Set problem A:
Below is an interview transcript. Rewrite its only paragraph, the one that begins "Well, I think one part is," as a short bulleted list that keeps its main facts.
Set problem B:
Answer these questions about the interview transcript below, one line per answer, marked the same way.
(i) What subject was the speaker's undergraduate degree in?
(ii) Which program's formula syntax does the speaker say Airtable's is very similar to?
(iii) How many years ago does the speaker say Airtable was still in its infancy?
Set problem C:
Pick up the interview transcript about learning Airtable where it stops, and continue it in the same speaking style.

Excerpt to read:
################
Gareth Pronovost 13:59
Well, I think one part is, you know, shots on goal, you’re not going to, you’re not going to score unless you shoot. And yeah, you know, a lot of my past was learning the wrong way to do things, so that I could figure out the right way. And unfortunately, with entrepreneurship, in general, my opinion is, there’s no shortcut, you got to go through the trenches and get beat up a little bit. And develop the skills and the thick skin that you need in order to play this game. So that’s part of it. But the other part is, I mean, to your question about time. I’ll tell you as soon as I opened their table and saw what it was capable of. You know, you mentioned earlier that you’re an engineer from an engineering background. Like my undergraduate degrees in applied math, like how nerdy is that? Right? I’m, I’m the guy who grew up playing with Lego And you thought you could just leave my room for hours now and build whatever. And still to this day, those character traits, those are the same character traits I look for when we were hiring new people to join our team, because it’s the tinkerer who goes out and like, wants to, wants to see if this thing can break, how do I break it? Because that’s when I know how good it is. So when I found airtable, that was what I set out to do. Let me break this thing. Certainly, certainly, I’ll have all these ideas, flooding my brain of things I can do. And I’m like, certainly, I can’t do all these, there has to be a limit. Yeah. And then, you know, I’m able to solve them one at a time, and realize that this thing might be as cool as I think it is. And so when I mean, it was, it was a pretty short learning curve, frankly, you know, all things considered, especially having come from an Excel background formula, the formula syntax in air tables, very similar to Excel. And so that was a short learning curve as well. Yeah, another point. Not that this will help any listeners who have not already started their airtable journey. But in those days, five years ago, air table was still in its infancy. And so it didn’t have all these like features. And so it wasn’t as overwhelming, right, I find the day like, truth be told, I don’t know, that I would feel comfortable saying I’m gonna go out and consult people. Yeah, it’s become infinitely more complicated. But it’s both it’s a double edged sword. It’s both good and bad. That advances in the in the tool?
################
Entries supplied:

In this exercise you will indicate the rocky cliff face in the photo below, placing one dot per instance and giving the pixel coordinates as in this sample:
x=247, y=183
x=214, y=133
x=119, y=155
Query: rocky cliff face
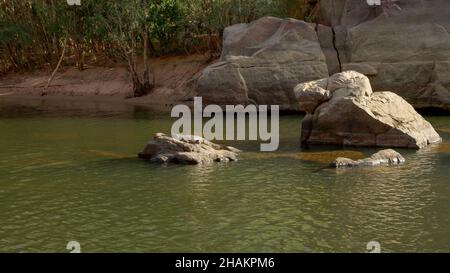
x=403, y=47
x=343, y=110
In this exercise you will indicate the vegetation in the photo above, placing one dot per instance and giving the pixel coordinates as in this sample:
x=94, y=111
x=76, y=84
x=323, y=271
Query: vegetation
x=46, y=33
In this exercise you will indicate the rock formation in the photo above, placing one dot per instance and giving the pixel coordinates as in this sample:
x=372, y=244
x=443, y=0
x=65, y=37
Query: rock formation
x=384, y=157
x=343, y=110
x=191, y=150
x=262, y=61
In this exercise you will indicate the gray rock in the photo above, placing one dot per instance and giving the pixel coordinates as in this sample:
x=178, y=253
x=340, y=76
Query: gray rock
x=384, y=157
x=191, y=150
x=352, y=114
x=262, y=61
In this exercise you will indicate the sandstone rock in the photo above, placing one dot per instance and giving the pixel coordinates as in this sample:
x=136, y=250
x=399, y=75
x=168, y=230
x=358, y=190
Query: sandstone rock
x=190, y=150
x=262, y=61
x=384, y=157
x=352, y=114
x=405, y=50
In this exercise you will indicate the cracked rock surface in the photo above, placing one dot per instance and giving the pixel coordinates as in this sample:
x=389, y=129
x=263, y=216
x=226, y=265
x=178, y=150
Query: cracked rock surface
x=189, y=150
x=404, y=47
x=262, y=61
x=343, y=110
x=384, y=157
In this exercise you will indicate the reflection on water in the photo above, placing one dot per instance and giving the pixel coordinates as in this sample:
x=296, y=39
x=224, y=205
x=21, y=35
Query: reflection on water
x=70, y=173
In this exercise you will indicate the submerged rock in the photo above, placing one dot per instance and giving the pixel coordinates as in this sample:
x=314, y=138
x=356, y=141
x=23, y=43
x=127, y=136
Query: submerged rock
x=384, y=157
x=403, y=46
x=343, y=110
x=191, y=150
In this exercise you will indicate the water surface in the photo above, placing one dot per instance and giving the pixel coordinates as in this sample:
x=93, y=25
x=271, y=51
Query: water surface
x=68, y=171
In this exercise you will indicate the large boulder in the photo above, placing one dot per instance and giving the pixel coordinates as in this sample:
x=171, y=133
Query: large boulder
x=384, y=157
x=262, y=61
x=403, y=46
x=190, y=150
x=343, y=110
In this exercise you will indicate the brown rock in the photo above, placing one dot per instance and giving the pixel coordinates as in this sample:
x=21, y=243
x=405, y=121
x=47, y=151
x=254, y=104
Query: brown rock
x=356, y=116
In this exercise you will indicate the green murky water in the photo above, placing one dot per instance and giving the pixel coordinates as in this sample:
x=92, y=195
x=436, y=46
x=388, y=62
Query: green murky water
x=68, y=171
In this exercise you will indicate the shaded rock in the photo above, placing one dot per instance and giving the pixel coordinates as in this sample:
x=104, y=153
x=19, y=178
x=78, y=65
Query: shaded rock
x=405, y=49
x=190, y=150
x=262, y=61
x=350, y=113
x=384, y=157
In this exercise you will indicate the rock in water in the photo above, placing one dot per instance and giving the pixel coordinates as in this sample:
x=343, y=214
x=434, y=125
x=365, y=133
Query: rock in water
x=190, y=150
x=384, y=157
x=261, y=63
x=343, y=110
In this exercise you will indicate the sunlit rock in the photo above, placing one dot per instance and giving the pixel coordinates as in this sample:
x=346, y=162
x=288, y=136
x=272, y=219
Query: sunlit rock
x=351, y=114
x=384, y=157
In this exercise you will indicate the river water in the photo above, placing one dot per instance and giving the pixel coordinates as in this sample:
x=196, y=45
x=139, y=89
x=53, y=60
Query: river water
x=68, y=171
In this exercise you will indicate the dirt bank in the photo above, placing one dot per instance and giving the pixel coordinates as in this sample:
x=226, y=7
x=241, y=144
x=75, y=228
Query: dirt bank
x=173, y=78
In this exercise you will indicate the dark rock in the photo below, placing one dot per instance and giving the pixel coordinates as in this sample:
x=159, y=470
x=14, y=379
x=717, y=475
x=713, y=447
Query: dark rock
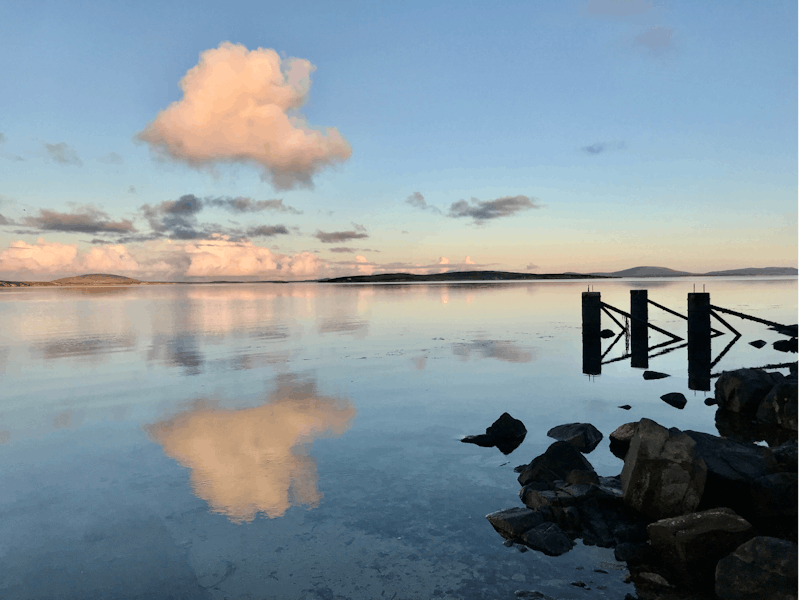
x=662, y=476
x=620, y=439
x=764, y=567
x=633, y=552
x=511, y=523
x=547, y=538
x=786, y=455
x=730, y=469
x=789, y=345
x=691, y=545
x=507, y=433
x=584, y=436
x=556, y=463
x=743, y=389
x=654, y=375
x=675, y=399
x=745, y=429
x=779, y=406
x=532, y=595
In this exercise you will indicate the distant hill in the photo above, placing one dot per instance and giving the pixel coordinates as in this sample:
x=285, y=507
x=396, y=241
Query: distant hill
x=96, y=279
x=453, y=276
x=763, y=271
x=645, y=272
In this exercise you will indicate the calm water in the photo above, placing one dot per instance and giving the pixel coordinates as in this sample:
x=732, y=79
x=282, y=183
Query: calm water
x=302, y=441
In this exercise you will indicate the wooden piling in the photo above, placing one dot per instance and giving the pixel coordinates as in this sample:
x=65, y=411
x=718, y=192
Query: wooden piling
x=590, y=331
x=699, y=340
x=639, y=333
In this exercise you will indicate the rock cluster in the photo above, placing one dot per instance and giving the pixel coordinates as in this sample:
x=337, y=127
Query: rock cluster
x=694, y=515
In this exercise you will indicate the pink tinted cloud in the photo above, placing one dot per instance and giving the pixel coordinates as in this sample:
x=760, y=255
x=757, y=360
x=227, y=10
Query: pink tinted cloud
x=240, y=106
x=221, y=257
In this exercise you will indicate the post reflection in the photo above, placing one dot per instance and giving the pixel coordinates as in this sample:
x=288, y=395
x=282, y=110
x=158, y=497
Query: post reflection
x=254, y=460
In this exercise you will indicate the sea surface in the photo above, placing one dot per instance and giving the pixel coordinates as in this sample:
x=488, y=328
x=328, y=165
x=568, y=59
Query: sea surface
x=302, y=441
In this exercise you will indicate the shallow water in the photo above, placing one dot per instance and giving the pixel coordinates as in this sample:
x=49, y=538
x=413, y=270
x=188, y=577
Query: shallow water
x=302, y=440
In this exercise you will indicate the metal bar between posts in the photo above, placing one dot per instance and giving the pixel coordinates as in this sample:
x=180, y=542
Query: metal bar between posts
x=743, y=316
x=724, y=322
x=677, y=314
x=622, y=312
x=612, y=317
x=780, y=366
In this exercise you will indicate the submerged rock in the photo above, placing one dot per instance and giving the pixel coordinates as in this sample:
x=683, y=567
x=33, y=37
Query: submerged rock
x=764, y=567
x=584, y=436
x=675, y=399
x=507, y=433
x=654, y=375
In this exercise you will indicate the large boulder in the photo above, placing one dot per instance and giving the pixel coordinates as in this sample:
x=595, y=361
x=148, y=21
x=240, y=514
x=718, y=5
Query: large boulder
x=743, y=389
x=506, y=433
x=764, y=567
x=780, y=405
x=620, y=439
x=558, y=461
x=511, y=523
x=731, y=468
x=548, y=538
x=691, y=545
x=662, y=476
x=584, y=436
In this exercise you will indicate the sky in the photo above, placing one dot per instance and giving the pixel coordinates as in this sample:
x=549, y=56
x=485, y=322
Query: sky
x=181, y=141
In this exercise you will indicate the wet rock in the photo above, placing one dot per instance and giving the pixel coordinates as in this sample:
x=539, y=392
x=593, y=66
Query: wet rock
x=730, y=469
x=620, y=439
x=556, y=463
x=548, y=538
x=742, y=390
x=675, y=399
x=507, y=433
x=779, y=406
x=764, y=567
x=691, y=545
x=511, y=523
x=789, y=345
x=584, y=436
x=654, y=375
x=662, y=476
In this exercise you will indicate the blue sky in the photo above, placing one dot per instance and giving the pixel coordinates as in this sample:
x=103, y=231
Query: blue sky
x=583, y=136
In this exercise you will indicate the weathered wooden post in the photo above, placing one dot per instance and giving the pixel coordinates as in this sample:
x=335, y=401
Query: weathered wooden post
x=639, y=333
x=591, y=332
x=699, y=351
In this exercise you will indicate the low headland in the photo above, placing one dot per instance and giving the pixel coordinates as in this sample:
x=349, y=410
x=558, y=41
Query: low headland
x=104, y=279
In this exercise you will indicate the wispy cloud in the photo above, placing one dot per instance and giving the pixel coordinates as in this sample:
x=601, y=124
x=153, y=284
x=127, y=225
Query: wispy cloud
x=333, y=237
x=241, y=106
x=481, y=211
x=63, y=154
x=657, y=38
x=85, y=220
x=112, y=158
x=417, y=200
x=241, y=204
x=600, y=147
x=618, y=8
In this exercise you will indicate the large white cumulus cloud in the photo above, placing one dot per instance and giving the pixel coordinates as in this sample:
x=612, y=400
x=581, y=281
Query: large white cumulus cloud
x=241, y=106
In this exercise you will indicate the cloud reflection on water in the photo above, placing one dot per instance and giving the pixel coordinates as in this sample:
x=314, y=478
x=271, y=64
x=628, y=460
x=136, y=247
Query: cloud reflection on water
x=253, y=460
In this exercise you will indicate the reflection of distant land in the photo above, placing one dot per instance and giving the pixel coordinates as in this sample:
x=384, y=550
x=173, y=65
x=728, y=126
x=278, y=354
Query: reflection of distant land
x=454, y=276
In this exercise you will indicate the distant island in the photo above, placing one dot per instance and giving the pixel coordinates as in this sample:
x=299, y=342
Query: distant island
x=104, y=279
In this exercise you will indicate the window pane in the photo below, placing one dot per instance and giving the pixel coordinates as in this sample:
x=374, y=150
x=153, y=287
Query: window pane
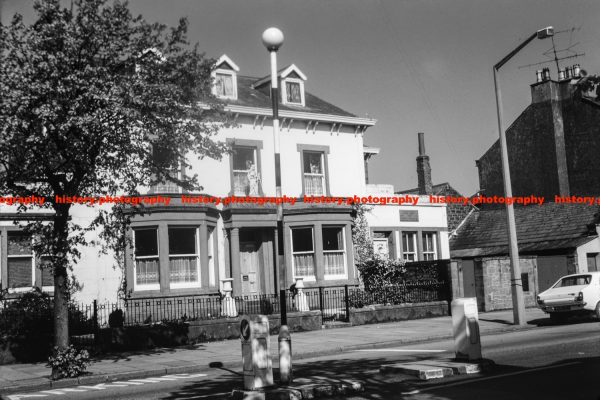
x=146, y=272
x=333, y=239
x=428, y=242
x=183, y=269
x=525, y=281
x=19, y=244
x=224, y=84
x=409, y=243
x=47, y=278
x=243, y=158
x=182, y=241
x=313, y=162
x=146, y=242
x=302, y=239
x=19, y=272
x=304, y=264
x=293, y=92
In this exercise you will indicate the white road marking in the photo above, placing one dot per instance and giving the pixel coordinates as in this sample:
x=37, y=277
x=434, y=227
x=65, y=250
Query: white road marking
x=487, y=378
x=104, y=386
x=406, y=350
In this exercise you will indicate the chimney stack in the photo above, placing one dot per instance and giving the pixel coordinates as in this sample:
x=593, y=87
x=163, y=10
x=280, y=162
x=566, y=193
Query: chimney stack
x=423, y=168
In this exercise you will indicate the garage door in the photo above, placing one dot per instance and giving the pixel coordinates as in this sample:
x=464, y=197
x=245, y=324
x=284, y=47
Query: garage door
x=550, y=268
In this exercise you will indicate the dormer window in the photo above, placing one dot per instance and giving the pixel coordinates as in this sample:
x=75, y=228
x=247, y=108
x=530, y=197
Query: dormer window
x=225, y=78
x=294, y=92
x=292, y=86
x=291, y=83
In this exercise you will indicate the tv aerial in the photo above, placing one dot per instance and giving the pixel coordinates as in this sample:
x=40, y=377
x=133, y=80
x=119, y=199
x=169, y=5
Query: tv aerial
x=555, y=55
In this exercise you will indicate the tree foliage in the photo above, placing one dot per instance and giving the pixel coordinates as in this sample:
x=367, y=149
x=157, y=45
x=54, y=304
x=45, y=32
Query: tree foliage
x=90, y=96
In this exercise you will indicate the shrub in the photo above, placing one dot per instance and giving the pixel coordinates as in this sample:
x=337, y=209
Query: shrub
x=68, y=363
x=26, y=326
x=116, y=319
x=377, y=272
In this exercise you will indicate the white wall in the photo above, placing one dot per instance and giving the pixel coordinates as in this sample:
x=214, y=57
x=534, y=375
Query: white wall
x=592, y=246
x=345, y=159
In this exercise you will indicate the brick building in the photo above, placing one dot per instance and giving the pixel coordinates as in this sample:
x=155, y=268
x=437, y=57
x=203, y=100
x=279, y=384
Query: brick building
x=553, y=145
x=554, y=240
x=552, y=151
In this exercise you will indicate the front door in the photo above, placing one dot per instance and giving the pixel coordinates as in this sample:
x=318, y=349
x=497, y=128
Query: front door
x=249, y=263
x=468, y=268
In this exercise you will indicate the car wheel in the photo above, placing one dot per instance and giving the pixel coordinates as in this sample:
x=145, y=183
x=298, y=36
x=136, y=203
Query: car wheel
x=557, y=317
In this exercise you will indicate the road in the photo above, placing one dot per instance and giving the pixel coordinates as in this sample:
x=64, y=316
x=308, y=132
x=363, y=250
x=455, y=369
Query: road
x=552, y=362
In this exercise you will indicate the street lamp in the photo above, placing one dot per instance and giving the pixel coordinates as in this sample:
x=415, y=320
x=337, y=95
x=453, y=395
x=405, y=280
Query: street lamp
x=273, y=39
x=516, y=284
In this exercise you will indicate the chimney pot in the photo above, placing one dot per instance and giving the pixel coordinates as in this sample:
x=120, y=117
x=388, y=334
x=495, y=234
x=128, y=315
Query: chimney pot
x=546, y=73
x=421, y=143
x=423, y=168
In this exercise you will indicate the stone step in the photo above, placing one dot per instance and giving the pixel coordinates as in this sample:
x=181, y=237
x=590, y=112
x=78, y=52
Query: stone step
x=420, y=370
x=459, y=368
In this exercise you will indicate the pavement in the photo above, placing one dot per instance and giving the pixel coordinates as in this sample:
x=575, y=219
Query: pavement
x=227, y=354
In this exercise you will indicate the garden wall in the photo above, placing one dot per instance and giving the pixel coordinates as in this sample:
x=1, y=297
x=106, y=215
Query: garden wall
x=376, y=314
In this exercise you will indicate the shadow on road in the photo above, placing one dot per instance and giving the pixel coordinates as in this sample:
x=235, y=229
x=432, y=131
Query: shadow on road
x=496, y=384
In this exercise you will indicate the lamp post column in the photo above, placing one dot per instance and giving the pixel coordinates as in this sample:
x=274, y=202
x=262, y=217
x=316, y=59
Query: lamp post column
x=273, y=39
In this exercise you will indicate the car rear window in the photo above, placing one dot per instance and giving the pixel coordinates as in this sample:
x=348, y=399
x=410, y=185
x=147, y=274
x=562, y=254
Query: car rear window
x=576, y=280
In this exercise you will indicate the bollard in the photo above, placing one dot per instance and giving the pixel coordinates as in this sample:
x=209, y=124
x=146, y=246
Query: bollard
x=465, y=329
x=228, y=302
x=285, y=355
x=256, y=356
x=301, y=300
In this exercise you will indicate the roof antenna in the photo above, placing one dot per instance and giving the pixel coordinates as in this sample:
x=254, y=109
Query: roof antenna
x=554, y=54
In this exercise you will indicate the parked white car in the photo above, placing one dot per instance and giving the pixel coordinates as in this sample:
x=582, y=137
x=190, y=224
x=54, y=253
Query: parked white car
x=572, y=295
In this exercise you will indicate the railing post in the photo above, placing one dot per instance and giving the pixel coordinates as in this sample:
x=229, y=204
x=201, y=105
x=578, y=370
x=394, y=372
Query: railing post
x=347, y=299
x=96, y=325
x=283, y=306
x=321, y=303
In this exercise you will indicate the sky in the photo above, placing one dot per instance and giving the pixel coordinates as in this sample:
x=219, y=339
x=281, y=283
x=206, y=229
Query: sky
x=415, y=66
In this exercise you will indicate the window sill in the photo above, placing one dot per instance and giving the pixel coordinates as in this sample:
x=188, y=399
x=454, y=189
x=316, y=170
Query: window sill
x=333, y=277
x=139, y=288
x=21, y=290
x=307, y=278
x=186, y=285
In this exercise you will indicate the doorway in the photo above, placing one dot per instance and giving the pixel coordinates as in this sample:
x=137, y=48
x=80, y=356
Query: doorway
x=256, y=261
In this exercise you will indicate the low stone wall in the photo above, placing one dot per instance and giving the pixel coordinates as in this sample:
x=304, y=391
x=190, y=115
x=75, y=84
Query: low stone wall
x=376, y=314
x=180, y=334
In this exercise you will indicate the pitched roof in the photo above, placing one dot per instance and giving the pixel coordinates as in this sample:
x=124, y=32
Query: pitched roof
x=439, y=189
x=250, y=97
x=549, y=227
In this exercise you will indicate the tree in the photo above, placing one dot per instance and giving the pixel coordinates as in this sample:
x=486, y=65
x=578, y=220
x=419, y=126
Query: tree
x=90, y=96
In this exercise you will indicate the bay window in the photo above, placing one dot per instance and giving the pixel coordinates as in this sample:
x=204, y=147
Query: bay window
x=334, y=252
x=429, y=246
x=409, y=246
x=20, y=261
x=303, y=252
x=146, y=264
x=184, y=258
################
Final result A:
- You can't score unless you shoot, so you have to keep taking chances.
- Much of Gareth Pronovost's past went into learning the wrong way to do things in order to find the right way.
- In entrepreneurship there is no shortcut. You go through the trenches, get beat up a little, and build the skills and thick skin the game needs.
- The speaker's undergraduate degree is in applied math, and as a child the speaker could spend hours building with Lego.
- Those same tinkerer traits are what the speaker looks for when hiring, because a tinkerer wants to find out whether something can break.
- On finding Airtable, the goal was to break it. Ideas flooded in, they could be solved one at a time, and the tool proved as good as hoped.
- The learning curve was short, partly because Airtable's formula syntax is very similar to Excel's and the speaker came from an Excel background.
- Five years ago Airtable was still in its infancy and had fewer features, so it was less overwhelming. It has since become far more complicated, which is both good and bad.

Final result B:
(i) Applied math
(ii) Excel
(iii) Five years

Final result C:
Chris Davis 16:33
Yeah, yeah. And you, you know, like I said, you, you start there. And, and I would imagine, that’s where the idea that wait a minute, this is it, when you could do so much, without having to write a single line of code, one of the most you have to do is figure out a formula, you can Google and you know, figure those out. But you’re able to start doing things that it’s like, wait a minute, this is like an app, this Hold on, right, we’d had to pay 1000s of dollars, you know, previously. So you, you start to do use airtable. And, and people are asking you about it, you’re starting to meet the demand. And now you’ve got internal to your business. Now you’ve got processes, growing pains that you have to solve. And there’s other tools, no code tools that you were using, or used and are using to do so give, give our listeners some insight. And let me just say this, I know we kind of jumped into no code, no code, for those of you who haven’t heard that term, just means applications that don’t require you to code. So I can do a thing that usually would require code without code. So that’s what we mean when we say no code. So for you, Gareth, give people insight there’s, there are so many people running businesses, agencies that have not hit the million per year, they don’t know what the back, what can no code solutions do for me on the back end of it. Right, like, give us some insight on some of the tools that you found, along with air table that you used and to grow the company.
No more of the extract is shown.